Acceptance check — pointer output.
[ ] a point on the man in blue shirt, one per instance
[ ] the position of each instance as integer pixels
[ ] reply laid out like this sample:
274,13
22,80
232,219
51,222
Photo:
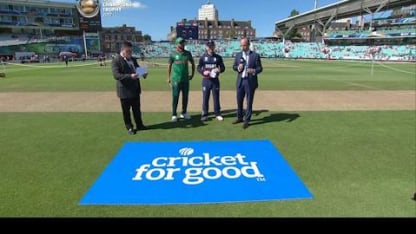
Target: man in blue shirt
210,66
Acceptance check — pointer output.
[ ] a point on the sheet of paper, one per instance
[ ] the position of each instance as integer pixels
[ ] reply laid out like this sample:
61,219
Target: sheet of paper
140,71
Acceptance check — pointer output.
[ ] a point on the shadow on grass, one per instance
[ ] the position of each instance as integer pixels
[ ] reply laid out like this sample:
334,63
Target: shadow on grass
194,122
278,117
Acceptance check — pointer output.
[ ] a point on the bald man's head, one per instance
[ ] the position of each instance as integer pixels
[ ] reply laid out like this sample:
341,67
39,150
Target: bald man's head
245,44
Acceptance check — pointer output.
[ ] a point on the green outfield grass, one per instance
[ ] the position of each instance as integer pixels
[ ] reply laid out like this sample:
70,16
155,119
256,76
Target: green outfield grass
277,75
356,164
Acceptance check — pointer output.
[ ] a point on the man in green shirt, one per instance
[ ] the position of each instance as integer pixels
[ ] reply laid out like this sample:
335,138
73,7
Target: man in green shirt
179,77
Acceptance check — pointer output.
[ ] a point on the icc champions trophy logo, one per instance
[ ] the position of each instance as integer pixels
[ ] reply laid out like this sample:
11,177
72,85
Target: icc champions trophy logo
88,8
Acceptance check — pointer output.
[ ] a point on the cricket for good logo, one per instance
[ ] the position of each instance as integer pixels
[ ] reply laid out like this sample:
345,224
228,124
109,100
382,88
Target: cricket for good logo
195,169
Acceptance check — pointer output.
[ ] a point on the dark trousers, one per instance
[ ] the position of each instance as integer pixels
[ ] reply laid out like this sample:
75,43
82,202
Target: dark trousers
177,88
134,105
245,91
208,86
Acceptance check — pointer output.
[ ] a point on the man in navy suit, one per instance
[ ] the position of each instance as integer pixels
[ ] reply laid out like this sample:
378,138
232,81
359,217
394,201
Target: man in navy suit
128,87
247,64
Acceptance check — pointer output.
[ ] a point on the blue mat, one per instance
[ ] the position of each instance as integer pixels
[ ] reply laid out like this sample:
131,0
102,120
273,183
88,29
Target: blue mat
160,173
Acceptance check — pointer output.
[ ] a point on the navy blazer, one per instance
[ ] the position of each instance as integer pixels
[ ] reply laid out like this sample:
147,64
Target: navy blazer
126,86
254,62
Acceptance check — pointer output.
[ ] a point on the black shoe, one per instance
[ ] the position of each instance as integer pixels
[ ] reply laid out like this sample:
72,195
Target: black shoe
131,131
245,125
238,121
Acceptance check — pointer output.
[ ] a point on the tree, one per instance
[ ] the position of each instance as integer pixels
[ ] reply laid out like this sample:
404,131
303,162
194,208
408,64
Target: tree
294,12
147,37
294,32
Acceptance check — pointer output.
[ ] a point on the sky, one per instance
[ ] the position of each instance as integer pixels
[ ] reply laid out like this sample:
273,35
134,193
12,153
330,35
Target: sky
155,17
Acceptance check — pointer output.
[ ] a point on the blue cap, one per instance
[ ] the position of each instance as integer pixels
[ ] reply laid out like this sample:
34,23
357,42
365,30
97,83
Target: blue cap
179,40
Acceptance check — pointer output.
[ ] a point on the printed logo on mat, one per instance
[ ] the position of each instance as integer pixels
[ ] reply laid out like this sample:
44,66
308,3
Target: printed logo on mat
159,173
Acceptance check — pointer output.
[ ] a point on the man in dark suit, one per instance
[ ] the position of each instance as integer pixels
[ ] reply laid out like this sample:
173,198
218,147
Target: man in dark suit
247,64
128,87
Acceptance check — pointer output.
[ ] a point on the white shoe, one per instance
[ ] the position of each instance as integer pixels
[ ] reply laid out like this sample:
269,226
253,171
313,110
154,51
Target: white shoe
185,116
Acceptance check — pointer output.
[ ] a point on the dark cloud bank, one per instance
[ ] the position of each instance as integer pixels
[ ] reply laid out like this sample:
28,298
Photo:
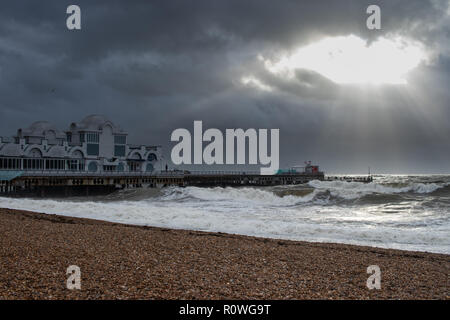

_WHAT THE TASK ASKS_
Each record, word for word, should be printed again without its pictures.

_TASK OUTPUT_
Acceptance check — pointer output.
[ ] a point on the man in blue shirt, one per instance
[ ] the position of each instance as integer pixels
[ ] reply laid out like this sample:
274,13
22,80
232,219
51,222
Photo:
Target: man in blue shirt
210,66
Acceptance check — pointer output.
[ ] a point on the sheet of paper, one per instance
[ ] the position of each instance as integer pixels
[ ] reply laid out like this sample:
61,219
Target: sheet of paper
140,71
Acceptance check — pointer output.
[ ] a point on the shadow on grass, one per instance
[ ] the position of each instance as integer pixels
[ ] reply laid out like this sample:
334,63
Target: shadow on grass
194,122
278,117
Acceptance check — pointer output.
[ ] a point on the bald man's head, one per instance
[ ] the position of each instance as integer pixels
[ ] reply laid out like this sample:
341,67
39,150
Target: bald man's head
245,44
Acceptance check — pointer output.
[ ] a point on the green outfield grass, one per instance
[ ] the position of each instance as integer pixels
[ ] reply laid out like this sample:
70,16
155,119
256,76
Target: green outfield grass
277,75
356,164
Acceptance check — pointer output.
[ ] a point on the man in green shirt, one per instance
[ ] the position of each instance as integer pixels
[ ] reply laid out like this sample:
335,138
73,7
Target: man in green shirt
179,77
Acceptance check — pointer output.
[ ] a point on the icc champions trophy logo, one per instance
[ ] the position of each instance as integer pixels
[ ] reply laid out like this sample:
11,177
72,85
Target: icc champions trophy logo
88,8
Acceptance check — pointer output.
[ ] a point on the cricket for good logo, one per instance
[ ] the position of each instance as integer pixels
[ ] reply laid out like this sample:
345,224
228,124
109,100
382,88
Target: cricket for good logo
195,169
Acceptance check — pointer output.
[ ] a point on the dark trousers, one per instance
[ ] the position of each instance as integer pixels
[ ] reply laid out like this sample:
75,43
82,202
Target: dark trousers
177,88
134,105
245,91
208,86
Acceptance check — pointer output.
[ ] a point on the man in navy suit, one per instance
[ ] the position of each instance as integer pixels
[ ] reply laid out like this sample:
378,138
232,81
359,217
394,201
Target: man in navy suit
128,87
247,64
Acceptance check — pointer output.
[ ] a point on the blue mat, one per instance
[ ] the position of each instance as integer pixels
[ ] reply laid out like this sample:
131,0
102,120
273,183
88,29
Target: blue mat
160,173
Acceptance check — pointer output.
[ ] a point on the navy blazer, one per instance
[ ] the position of each instance as integer pixels
[ ] reply laid out like this sample:
147,64
Target: navy blazer
126,86
254,62
Acceptance check — pointer output.
[ ] a point on the black shoe, one per instance
[ ] the position of each instance as integer pixels
[ ] reply laid out like this sample:
72,195
Target: black shoe
131,131
245,125
238,121
Acceptance check — pointer output.
[ ] a point on the tree, one per instance
[ ] the position of each instance as integer pixels
[ ] reply laid out like this sample:
404,131
303,162
194,208
408,64
Target: tree
294,12
147,37
294,32
Acceptance check — pointer output.
[ ] a point on the sky, one per instance
[ ] the position of each instance as integer pixels
[ ] reply laid out like this sample:
273,35
134,193
12,153
330,35
Target: sky
155,17
Acceptance check — pointer output.
[ ] a point on the blue cap, one per instance
[ ] the position of each instance as integer pixels
[ ] reply laid out like this sample:
34,23
357,42
365,30
97,83
Target: blue cap
179,40
Acceptance check — pointer output.
[ ] a point on the printed logo on mat, one per instance
[ ] the position of each instance as integer pixels
[ ] reply laid out like this sample:
44,66
308,3
Target: printed logo on mat
159,173
Acceptance check — pointer output.
[ ] a point on the man in dark suit, one per instance
[ ] the position of each instance as integer pixels
[ ] reply laid out like this sample:
173,198
218,147
Target: man in dark suit
247,64
128,87
Acceptance check — pointer output.
[ ] a point on the white shoe, one per instance
[ ] the position of each instance as integer pixels
[ ] reply laid out like this sample:
269,226
253,171
313,110
154,51
Target: white shoe
185,116
Acceptance check — pointer output.
[ ] a point on the dark cloud bank, one per instance
[ ] the position of each instance as integer pixels
[ ] reply laid out like this sample:
28,298
Photo:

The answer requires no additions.